REQUEST: Output nothing but the lines from the line with "Target: black tire" through the end of the listing below, both ends included.

[Collection entries]
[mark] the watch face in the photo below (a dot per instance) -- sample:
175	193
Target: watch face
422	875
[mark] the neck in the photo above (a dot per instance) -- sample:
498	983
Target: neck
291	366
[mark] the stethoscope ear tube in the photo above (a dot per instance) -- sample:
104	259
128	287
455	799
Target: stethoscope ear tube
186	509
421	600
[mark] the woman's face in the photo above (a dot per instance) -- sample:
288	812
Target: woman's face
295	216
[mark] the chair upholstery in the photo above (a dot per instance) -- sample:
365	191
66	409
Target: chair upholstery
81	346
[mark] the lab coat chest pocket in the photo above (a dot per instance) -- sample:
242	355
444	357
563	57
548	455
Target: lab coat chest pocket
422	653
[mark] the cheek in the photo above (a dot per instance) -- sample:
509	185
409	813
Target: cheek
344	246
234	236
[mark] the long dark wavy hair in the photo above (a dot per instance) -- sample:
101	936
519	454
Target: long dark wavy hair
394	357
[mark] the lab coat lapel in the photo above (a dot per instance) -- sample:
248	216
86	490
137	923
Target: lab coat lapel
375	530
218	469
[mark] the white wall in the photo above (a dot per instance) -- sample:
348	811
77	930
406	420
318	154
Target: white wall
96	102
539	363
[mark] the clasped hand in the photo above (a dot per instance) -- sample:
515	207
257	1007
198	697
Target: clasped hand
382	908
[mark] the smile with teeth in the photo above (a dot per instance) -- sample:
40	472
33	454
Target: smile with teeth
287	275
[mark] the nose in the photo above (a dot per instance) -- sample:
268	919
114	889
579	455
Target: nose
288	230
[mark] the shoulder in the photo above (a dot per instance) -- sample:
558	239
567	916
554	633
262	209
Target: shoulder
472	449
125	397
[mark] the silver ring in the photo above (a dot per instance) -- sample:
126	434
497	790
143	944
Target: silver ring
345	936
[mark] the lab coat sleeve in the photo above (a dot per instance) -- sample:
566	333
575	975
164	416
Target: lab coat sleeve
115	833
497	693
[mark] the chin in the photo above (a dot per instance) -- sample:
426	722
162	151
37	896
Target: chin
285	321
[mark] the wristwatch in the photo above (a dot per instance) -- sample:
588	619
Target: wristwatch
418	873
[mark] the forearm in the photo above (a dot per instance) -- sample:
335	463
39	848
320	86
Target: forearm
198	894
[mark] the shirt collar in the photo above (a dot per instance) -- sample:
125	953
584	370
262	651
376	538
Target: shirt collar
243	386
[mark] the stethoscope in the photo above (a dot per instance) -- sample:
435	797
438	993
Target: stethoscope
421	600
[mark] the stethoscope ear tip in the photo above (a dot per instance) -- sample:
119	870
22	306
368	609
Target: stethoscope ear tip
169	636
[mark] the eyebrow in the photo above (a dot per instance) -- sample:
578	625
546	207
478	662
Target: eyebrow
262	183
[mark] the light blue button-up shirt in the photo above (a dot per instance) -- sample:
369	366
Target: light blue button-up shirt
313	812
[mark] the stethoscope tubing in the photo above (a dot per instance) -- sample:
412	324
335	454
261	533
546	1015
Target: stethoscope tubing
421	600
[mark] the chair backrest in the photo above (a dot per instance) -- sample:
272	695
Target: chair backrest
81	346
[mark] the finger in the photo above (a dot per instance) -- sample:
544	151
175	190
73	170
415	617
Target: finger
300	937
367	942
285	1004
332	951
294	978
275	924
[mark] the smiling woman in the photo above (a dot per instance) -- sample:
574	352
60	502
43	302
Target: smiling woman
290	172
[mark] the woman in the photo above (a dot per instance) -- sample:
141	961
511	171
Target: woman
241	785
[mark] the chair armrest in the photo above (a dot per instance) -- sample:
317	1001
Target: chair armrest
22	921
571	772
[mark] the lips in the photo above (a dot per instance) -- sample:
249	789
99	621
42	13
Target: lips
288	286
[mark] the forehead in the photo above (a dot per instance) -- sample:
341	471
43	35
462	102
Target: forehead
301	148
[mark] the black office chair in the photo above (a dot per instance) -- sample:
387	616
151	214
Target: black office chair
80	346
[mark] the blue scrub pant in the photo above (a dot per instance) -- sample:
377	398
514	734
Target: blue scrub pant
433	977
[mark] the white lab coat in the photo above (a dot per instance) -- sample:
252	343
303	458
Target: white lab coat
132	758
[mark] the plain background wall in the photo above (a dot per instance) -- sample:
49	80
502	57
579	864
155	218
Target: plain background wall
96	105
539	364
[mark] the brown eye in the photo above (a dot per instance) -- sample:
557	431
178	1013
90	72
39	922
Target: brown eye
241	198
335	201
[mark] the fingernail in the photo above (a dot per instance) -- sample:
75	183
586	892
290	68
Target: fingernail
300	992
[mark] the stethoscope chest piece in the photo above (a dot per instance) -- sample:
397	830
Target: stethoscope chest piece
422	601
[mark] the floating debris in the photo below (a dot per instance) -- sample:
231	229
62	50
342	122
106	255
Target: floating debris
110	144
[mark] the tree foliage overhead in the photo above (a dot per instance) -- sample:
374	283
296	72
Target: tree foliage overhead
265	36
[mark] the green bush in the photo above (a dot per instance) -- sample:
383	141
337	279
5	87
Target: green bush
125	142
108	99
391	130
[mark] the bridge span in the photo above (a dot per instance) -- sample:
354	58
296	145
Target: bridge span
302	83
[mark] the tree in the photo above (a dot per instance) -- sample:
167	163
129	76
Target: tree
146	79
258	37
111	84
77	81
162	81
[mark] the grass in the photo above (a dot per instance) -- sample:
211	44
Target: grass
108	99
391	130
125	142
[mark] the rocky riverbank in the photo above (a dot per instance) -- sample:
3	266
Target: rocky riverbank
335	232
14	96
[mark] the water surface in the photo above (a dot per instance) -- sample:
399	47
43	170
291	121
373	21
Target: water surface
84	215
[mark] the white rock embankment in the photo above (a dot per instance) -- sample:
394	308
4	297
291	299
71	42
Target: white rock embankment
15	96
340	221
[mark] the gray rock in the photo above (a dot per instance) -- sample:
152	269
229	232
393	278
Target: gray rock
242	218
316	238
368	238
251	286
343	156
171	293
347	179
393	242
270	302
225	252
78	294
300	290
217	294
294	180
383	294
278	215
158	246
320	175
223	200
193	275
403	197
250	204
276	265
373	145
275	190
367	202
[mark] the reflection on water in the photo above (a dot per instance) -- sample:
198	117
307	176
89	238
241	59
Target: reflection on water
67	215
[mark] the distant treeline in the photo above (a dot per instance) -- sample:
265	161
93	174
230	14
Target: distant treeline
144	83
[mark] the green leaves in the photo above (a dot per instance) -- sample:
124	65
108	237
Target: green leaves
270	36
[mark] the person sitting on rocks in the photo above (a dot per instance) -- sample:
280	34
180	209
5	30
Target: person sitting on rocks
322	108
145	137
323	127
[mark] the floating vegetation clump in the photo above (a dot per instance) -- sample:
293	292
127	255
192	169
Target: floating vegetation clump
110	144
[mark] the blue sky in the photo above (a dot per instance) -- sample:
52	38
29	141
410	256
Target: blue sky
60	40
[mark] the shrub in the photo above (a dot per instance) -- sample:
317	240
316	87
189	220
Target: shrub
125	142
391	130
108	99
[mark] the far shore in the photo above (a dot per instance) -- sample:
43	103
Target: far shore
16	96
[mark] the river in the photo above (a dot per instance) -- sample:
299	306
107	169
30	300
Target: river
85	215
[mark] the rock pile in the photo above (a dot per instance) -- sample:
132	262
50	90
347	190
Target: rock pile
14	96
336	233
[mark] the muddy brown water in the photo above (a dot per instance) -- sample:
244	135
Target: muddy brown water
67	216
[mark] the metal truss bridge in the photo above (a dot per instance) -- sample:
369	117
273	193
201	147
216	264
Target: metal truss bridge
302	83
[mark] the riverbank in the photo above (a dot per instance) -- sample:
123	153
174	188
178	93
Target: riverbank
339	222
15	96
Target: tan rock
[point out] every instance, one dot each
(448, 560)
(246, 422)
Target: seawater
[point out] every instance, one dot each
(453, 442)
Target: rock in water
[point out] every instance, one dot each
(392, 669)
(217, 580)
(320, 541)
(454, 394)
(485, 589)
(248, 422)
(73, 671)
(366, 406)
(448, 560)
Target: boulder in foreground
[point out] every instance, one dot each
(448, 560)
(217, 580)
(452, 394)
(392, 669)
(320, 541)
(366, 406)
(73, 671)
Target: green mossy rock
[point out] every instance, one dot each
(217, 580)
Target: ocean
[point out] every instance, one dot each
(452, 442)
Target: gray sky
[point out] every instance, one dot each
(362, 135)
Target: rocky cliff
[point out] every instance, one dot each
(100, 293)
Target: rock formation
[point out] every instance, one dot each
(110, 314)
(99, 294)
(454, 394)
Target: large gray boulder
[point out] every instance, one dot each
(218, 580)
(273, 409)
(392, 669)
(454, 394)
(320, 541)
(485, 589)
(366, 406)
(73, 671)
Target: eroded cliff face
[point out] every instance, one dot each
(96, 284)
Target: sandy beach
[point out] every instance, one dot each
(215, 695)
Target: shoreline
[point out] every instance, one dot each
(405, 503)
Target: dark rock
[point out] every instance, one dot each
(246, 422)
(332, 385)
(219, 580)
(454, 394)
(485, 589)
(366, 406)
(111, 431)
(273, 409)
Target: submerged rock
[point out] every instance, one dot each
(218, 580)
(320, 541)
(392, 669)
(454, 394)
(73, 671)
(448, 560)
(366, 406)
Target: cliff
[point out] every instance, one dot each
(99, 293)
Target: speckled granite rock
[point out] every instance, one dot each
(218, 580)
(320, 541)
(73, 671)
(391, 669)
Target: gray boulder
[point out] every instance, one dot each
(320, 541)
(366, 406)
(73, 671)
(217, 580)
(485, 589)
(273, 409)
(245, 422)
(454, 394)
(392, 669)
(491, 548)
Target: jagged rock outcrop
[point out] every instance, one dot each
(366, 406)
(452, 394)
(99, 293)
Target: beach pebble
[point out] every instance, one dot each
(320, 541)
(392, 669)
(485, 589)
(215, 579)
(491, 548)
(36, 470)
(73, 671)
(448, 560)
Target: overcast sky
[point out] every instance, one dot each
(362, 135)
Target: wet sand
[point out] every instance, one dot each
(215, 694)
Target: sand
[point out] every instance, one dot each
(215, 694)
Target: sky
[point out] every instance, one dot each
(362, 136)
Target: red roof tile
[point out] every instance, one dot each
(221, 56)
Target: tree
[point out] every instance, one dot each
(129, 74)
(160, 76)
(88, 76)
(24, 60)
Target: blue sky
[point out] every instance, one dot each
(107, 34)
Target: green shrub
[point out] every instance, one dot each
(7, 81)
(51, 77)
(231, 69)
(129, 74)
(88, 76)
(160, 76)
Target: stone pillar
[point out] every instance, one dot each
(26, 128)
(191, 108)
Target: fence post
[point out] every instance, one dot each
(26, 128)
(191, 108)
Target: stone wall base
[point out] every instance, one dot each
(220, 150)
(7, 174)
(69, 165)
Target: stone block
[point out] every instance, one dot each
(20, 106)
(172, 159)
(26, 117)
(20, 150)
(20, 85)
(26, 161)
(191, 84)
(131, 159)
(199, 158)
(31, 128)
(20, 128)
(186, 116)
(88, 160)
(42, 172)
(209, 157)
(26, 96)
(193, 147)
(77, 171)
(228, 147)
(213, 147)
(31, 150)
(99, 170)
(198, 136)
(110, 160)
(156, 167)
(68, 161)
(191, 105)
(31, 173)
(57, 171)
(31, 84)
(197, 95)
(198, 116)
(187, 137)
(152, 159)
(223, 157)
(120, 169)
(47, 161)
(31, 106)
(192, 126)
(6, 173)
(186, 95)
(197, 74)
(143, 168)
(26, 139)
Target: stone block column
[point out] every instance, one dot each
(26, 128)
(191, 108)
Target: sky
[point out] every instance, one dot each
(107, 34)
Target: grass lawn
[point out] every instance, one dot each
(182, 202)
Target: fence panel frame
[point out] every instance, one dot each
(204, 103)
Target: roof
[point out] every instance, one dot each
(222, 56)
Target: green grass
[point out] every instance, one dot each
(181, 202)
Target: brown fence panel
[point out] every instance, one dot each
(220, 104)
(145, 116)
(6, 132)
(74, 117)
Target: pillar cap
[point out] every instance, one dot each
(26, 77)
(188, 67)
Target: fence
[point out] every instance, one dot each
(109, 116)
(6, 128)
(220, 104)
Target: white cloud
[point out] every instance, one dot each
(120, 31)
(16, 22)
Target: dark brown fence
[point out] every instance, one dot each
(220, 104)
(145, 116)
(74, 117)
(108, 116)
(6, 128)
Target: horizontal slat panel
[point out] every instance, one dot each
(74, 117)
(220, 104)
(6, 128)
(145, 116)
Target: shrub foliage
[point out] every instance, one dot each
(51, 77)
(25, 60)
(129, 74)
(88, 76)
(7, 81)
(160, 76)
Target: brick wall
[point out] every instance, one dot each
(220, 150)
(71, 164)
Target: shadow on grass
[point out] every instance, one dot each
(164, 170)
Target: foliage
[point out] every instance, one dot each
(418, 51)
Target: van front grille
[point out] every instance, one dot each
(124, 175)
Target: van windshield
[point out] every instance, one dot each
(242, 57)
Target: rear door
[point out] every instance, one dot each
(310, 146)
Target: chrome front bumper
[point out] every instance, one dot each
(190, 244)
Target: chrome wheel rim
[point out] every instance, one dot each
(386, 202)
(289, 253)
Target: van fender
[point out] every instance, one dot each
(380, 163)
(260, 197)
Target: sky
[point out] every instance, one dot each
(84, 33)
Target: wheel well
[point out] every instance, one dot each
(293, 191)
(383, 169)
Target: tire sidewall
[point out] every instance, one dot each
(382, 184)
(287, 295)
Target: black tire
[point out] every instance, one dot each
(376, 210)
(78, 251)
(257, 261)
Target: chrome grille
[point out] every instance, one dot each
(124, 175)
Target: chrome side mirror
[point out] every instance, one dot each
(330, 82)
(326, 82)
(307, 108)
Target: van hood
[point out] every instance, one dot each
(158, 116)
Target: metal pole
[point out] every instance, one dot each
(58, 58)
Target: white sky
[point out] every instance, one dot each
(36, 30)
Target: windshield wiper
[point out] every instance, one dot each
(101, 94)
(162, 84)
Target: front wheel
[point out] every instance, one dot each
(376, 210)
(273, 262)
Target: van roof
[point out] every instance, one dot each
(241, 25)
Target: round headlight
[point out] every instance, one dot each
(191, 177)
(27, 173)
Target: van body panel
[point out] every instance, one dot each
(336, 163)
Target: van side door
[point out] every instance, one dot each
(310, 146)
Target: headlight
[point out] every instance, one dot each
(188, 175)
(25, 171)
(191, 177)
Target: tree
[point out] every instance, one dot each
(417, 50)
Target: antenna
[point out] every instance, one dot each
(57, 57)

WRITTEN RESPONSE:
Target: black tire
[point out] every instance, one dot each
(376, 210)
(78, 251)
(257, 261)
Target: chrome grille
[point out] every instance, one dot each
(124, 175)
Target: chrome side mirror
[point out] every instance, one dot each
(330, 82)
(326, 82)
(307, 108)
Target: van hood
[point out] every instance, one dot each
(158, 116)
Target: metal pole
[point out] every instance, one dot each
(58, 58)
Target: white sky
[point out] every instance, one dot each
(36, 30)
Target: windshield wiper
[point out] every instance, one dot each
(101, 94)
(162, 84)
Target: front wheel
[point out] every instance, one dot each
(376, 210)
(273, 262)
Target: van roof
[point out] every instance, one dot each
(241, 25)
Target: round headlight
[point out] every instance, one dot each
(191, 177)
(27, 173)
Target: van body panel
[point out] every instance, one dot each
(336, 163)
Target: van side door
[point out] every instance, one dot each
(310, 146)
Target: headlight
[point out] every instance, one dot each
(188, 175)
(25, 171)
(191, 177)
Target: tree
[point out] every instance, one dot each
(417, 50)
Target: antenna
[point out] every instance, one dot each
(57, 57)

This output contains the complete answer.